# START OF DOCUMENT

Taja Invs. LLC v. Peerless Ins. Co.

Decision Date11 October 2017
Docket NumberNo. 16-1854,16-1854
PartiesTAJA INVESTMENTS LLC; TAJA CONSTRUCTION & REHAB, INC., a/k/a Taja Construction LLC, Plaintiffs - Appellants, v. PEERLESS INSURANCE COMPANY, a/k/a Liberty Mutual Insurance Company, Defendant - Appellee.
CourtU.S. Court of Appeals — Fourth Circuit

UNPUBLISHED

Appeal from the United States District Court for the Eastern District of Virginia, at Alexandria. Gerald Bruce Lee, District Judge. (1:15-cv-01647-GBL-TCB)

Before AGEE, KEENAN, and HARRIS, Circuit Judges.

Affirmed by unpublished per curiam opinion.

ARGUED: C. Thomas Brown, SILVER & BROWN, Fairfax, Virginia, for Appellants. Roman Lifson, CHRISTIAN & BARTON, LLP, Richmond, Virginia, for Appellee. ON BRIEF: Erik B. Lawson, SILVER & BROWN, Fairfax, Virginia, for Appellants. E. Ford Stephens, CHRISTIAN & BARTON, LLP, Richmond, Virginia, for Appellee.

Unpublished opinions are not binding precedent in this circuit.

PER CURIAM:

Taja Construction LLC was renovating a row house owned by affiliate Taja Investments LLC (together, "Taja") when the east wall of the property collapsed. Taja sought to recover the cost of repairs under its insurance policy, issued by Peerless Insurance Company. After an investigation, Peerless determined that the collapse was caused by Taja's failure to support the building's foundation properly while excavating the basement, and it denied Taja's claim under a policy exclusion for defects in construction or workmanship. Peerless also denied the claim under a separate exclusion, this one for damages resulting from movement of the earth's surface.

Taja filed suit against Peerless for breach of its insurance policy. The district court granted summary judgment to Peerless, holding that both the cited exclusions apply and that either would be a sufficient basis for denying coverage. For the reasons given below, we affirm the judgment of the district court.

Taja is a real estate development company that purchases and renovates properties for resale. As part of its renovation of 117 New York Avenue, a row house in Northwest Washington, D.C., Taja planned to deepen the basement to create a larger living space. The structural drawings required that the basement be excavated in sections, dug one at a time, with concrete underpinning used to reinforce each section before proceeding to the next. J.A. 1144-45. But contrary to the plans, Taja's owner Michael Watson directed subcontractors to fully excavate the basement without intermittent underpinning.

Several people warned Watson against proceeding without the contemplated underpinning. In the weeks before the collapse, both the engineer responsible for thestructural drawings and a project subcontractor informed Watson of the need for structural underpinning during excavation, with the subcontractor going so far as to insert into his agreement with Taja a provision stating that he was "not responsible for any collapse due to non[-]underpinning." J.A. 1180. And roughly two days before the collapse, the owner of a construction company that had renovated a neighboring property told Watson that he was "concerned about the stability of [the] below grade soil," and that if Taja failed to underpin the property, it was "going to collapse." J.A. 461-62.

# END OF DOCUMENT
# START OF RECORD SET

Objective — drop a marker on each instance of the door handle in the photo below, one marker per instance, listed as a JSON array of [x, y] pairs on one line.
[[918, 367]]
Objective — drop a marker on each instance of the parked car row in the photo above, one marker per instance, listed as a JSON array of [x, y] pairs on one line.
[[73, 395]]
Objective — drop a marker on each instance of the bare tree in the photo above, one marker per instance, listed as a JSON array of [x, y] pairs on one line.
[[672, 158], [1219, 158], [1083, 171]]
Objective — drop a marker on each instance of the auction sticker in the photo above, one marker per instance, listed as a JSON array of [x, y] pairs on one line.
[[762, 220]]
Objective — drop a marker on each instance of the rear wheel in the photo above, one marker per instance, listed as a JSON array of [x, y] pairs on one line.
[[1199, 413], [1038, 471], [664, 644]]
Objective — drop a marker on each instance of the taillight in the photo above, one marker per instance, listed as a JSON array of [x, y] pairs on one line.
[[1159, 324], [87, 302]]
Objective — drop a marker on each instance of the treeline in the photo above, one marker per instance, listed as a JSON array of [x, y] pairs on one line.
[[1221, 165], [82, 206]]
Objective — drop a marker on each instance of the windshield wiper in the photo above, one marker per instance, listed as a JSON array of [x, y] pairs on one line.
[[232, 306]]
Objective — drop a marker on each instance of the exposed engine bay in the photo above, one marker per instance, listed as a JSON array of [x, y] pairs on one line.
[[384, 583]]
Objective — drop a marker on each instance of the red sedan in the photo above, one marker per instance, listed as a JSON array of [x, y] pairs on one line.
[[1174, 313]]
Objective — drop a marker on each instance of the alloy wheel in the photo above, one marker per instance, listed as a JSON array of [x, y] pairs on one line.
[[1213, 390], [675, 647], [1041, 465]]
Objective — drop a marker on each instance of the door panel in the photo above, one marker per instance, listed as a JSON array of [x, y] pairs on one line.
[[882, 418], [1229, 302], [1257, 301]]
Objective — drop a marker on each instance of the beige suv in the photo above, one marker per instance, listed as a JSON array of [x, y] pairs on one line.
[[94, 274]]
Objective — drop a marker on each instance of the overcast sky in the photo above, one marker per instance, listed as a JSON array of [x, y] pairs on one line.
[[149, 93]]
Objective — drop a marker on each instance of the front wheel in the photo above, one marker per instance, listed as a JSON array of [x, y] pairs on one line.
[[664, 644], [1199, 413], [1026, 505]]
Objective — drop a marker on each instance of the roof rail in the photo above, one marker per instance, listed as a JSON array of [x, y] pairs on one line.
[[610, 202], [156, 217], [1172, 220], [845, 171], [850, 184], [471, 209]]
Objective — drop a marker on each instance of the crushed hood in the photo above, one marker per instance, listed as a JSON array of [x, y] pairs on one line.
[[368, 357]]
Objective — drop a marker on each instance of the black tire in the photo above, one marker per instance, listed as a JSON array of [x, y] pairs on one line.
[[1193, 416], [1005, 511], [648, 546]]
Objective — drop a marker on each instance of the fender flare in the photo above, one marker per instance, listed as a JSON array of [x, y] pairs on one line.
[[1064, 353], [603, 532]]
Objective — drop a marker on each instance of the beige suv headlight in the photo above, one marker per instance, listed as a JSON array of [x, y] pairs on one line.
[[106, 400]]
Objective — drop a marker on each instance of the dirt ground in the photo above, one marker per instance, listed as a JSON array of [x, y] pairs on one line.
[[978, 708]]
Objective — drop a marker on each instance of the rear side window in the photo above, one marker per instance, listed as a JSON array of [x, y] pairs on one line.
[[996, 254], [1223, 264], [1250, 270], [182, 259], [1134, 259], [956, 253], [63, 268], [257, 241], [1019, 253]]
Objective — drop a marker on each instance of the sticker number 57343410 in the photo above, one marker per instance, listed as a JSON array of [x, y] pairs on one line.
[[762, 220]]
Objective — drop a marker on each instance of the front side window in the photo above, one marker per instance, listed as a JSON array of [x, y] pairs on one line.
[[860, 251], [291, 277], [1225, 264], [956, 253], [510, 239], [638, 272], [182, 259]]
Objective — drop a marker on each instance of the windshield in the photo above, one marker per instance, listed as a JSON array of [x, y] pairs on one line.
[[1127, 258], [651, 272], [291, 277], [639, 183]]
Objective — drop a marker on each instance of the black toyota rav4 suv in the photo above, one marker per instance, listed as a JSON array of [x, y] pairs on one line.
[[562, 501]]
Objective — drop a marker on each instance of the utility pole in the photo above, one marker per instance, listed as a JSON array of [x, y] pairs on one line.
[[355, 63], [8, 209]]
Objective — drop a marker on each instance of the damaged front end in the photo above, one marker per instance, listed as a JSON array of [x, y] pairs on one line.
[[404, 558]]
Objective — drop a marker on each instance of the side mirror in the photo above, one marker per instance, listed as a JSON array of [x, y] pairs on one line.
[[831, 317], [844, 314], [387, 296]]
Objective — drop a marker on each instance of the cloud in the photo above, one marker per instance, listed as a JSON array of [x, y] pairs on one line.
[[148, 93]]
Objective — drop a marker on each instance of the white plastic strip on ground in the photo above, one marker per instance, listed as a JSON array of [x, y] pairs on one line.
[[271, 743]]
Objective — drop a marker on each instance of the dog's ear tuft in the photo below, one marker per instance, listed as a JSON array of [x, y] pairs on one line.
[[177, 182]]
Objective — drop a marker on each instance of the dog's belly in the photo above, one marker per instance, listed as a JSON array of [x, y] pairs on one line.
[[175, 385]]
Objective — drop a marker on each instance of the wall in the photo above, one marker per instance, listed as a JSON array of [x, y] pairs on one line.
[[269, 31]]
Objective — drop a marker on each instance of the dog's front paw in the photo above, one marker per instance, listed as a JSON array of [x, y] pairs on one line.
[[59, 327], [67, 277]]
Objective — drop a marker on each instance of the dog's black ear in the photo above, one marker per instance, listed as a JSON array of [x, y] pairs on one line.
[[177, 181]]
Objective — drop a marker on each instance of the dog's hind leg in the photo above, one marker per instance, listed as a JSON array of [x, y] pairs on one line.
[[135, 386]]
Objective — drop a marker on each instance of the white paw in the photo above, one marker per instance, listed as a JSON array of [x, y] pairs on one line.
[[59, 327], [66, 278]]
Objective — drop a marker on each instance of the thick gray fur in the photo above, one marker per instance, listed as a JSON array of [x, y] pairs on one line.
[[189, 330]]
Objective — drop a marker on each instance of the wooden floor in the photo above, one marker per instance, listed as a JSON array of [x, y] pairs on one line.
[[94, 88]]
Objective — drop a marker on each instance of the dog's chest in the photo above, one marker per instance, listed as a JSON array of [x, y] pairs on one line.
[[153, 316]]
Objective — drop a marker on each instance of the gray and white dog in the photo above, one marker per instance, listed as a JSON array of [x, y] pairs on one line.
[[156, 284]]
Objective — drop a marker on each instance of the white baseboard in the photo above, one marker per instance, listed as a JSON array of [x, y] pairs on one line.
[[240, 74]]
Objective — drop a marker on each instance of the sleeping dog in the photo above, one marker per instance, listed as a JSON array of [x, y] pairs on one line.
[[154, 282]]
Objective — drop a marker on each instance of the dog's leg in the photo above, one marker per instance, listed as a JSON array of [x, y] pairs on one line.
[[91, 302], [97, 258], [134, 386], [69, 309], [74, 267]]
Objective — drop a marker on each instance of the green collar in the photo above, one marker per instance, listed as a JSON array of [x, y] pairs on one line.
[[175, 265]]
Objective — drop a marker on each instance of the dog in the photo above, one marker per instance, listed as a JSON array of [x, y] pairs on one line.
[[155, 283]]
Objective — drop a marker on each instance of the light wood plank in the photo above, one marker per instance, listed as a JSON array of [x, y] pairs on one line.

# END OF RECORD SET

— WHAT TO WORK ON —
1 – Name every attorney the court opinion lists as having argued or appeared on brief.
2 – Reproduce the court opinion starting at "CourtU.S. Court of" and ending at "District Judge. (1:15-cv-01647-GBL-TCB)", substituting "Richmond" wherever "Alexandria" appears.
3 – Pick up the court opinion right after its final sentence and keep writing.
The items are not needed for any of this work.

— EXPECTED ANSWERS —
1 – C. Thomas Brown, Roman Lifson, Erik B. Lawson, E. Ford Stephens

2 –
CourtU.S. Court of Appeals — Fourth Circuit

UNPUBLISHED

Appeal from the United States District Court for the Eastern District of Virginia, at Richmond. Gerald Bruce Lee, District Judge. (1:15-cv-01647-GBL-TCB)

3 –
By the third day of construction, the basement had been fully excavated without any underpinning. J.A. 159, 165. A few hours after workers left the site, the property's east wall collapsed.

Taja's property was insured under a builder's risk policy issued by Peerless Insurance Company. That policy - a broad "all risk" policy - covered all risks of direct physical loss, except for those expressly excluded under the policy's terms. Taja filed a claim of $400,000 for repair costs, and Peerless hired an engineering firm to investigate the cause of the collapse. Zachary Kates, lead engineer on the investigation, found that Taja's failure to periodically underpin during excavation left the soil beneath the load-bearing walls in an unstable condition, which caused the collapse of the east wall. Watson, Taja's owner, confirmed that assessment, conceding at his deposition that Taja's removal of bricks and dirt beneath the wall directly caused the collapse.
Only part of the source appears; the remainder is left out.